• **Data to process**:
•••••
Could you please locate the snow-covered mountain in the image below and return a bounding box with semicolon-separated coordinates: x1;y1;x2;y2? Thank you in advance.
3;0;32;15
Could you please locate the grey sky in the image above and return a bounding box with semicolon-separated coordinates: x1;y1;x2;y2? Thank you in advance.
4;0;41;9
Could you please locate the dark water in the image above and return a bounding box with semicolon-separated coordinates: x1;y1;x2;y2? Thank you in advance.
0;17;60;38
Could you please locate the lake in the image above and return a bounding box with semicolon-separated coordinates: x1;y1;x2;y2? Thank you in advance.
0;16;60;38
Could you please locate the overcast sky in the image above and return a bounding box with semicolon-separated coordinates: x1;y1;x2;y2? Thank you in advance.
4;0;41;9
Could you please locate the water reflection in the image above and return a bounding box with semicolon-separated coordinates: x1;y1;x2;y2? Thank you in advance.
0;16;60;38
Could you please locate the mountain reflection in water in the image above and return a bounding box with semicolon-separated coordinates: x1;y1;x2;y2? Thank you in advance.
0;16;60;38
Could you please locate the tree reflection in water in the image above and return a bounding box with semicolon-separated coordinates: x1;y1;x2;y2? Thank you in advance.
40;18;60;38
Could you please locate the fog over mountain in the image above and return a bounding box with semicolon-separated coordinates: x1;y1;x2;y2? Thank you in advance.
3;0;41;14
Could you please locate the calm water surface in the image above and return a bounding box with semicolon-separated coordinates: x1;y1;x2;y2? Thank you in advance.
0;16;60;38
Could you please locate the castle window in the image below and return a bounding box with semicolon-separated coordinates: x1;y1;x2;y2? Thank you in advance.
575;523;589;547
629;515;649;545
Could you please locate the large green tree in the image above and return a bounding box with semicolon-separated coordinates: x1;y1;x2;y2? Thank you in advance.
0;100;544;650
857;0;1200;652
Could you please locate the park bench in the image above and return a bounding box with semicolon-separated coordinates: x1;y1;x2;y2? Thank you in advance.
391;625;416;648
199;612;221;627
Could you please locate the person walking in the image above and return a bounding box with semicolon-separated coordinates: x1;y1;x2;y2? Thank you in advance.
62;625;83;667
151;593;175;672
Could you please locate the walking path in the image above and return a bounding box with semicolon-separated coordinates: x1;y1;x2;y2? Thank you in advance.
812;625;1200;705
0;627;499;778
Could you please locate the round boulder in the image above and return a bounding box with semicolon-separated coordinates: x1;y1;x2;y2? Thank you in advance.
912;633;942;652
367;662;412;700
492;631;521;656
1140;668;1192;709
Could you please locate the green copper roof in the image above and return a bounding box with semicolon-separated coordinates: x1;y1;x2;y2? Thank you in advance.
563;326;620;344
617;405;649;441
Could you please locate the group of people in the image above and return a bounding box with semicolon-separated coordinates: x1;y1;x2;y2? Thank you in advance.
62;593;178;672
•••••
• **Short problem**:
Please put every line of the listing above into a numbered list, leaving out any blank lines.

• **Result of this exercise**:
1. Could you please locate the snow-covered mountain in the image below and return a bounding box with semicolon-separated coordinates: x1;y1;x2;y2? Thank you in advance.
2. 3;0;32;15
3. Could you please locate the grey sky in the image above and return a bounding box with semicolon-separated coordinates: x1;y1;x2;y2? Thank you in advance.
4. 4;0;41;9
5. Could you please locate the dark water in the image above and return a bounding box with semicolon-separated coordinates: x1;y1;x2;y2? Thank you in advance.
6. 0;17;60;38
7. Could you please locate the lake in the image above and return a bounding box with semicolon-separated coordinates: x1;y1;x2;y2? Thank you in advance.
8. 0;16;60;38
9. Could you please locate the overcast sky in the image above and return a bounding box with semicolon-separated coordinates: x1;y1;x2;y2? Thank you in advance.
10. 4;0;41;9
11. Could you please locate the water reflection in the image above and return a bounding box with semicolon-separated coordinates: x1;y1;x2;y2? Thank you in advance.
12. 0;16;60;38
13. Could you please locate the mountain reflection in water in the image above and return a bounding box with semicolon-separated coordinates: x1;y1;x2;y2? Thank you in advance.
14. 0;16;60;38
15. Could you please locate the tree reflection in water in the image above and return a bounding box with semicolon-separated coordinates: x1;y1;x2;y2? Thank you in advance.
16. 40;18;60;38
17. Could you please locate the fog over mountain in the image above and return a bounding box with semicolon-separated coordinates: x1;y1;x2;y2? Thank you in advance.
18. 3;0;41;14
19. Could you please locate the calm water surface in the image above and return a bounding box with semicolon-separated coordinates: x1;y1;x2;y2? Thank you in advance.
20. 0;16;60;38
21. Could you please locate the castle window in the image below and return a bounding box with semicolon-separated coordinates: x1;y1;x2;y2? Thank you in advance.
22. 575;523;589;547
23. 629;515;649;545
24. Could you please locate the large green tree in the image above and return a bounding box with semicolon-separated coordinates: x1;y1;x2;y2? Thank you in advance.
25. 0;100;544;650
26. 857;0;1200;652
27. Could you please locate the park bench in the image above and return a bounding box with semicolon-separated coordinates: x1;y1;x2;y2? Thank you in advance.
28. 391;625;416;648
29. 199;612;221;627
30. Could you please locate the person walking in the image above and return a bounding box with semicolon-separated coordinates: x1;y1;x2;y2? Thank you in advance.
31. 62;625;83;667
32. 151;593;175;672
33. Could you please locate the walking path in the image above and return a bounding box with semicolon-separated coordinates: x1;y1;x2;y2? Thank you in advance.
34. 812;625;1200;705
35. 0;627;499;778
36. Could you please locate the round boulder in the image above and return a bounding box with semicolon-separated coordinates: x1;y1;x2;y2? Thank you in advance.
37. 912;633;942;652
38. 367;662;412;700
39. 492;631;521;656
40. 1140;668;1192;709
41. Could you please locate the green copper roof in the image above and return a bounding box with semicolon-separated coordinates: x1;y1;x2;y2? Thank you in advance.
42. 563;326;620;344
43. 617;405;649;441
44. Could you please locate the group of people in the image above and return a bounding box with semicolon-separated coordinates: x1;y1;x2;y2? Thank you in advance.
45. 62;593;178;672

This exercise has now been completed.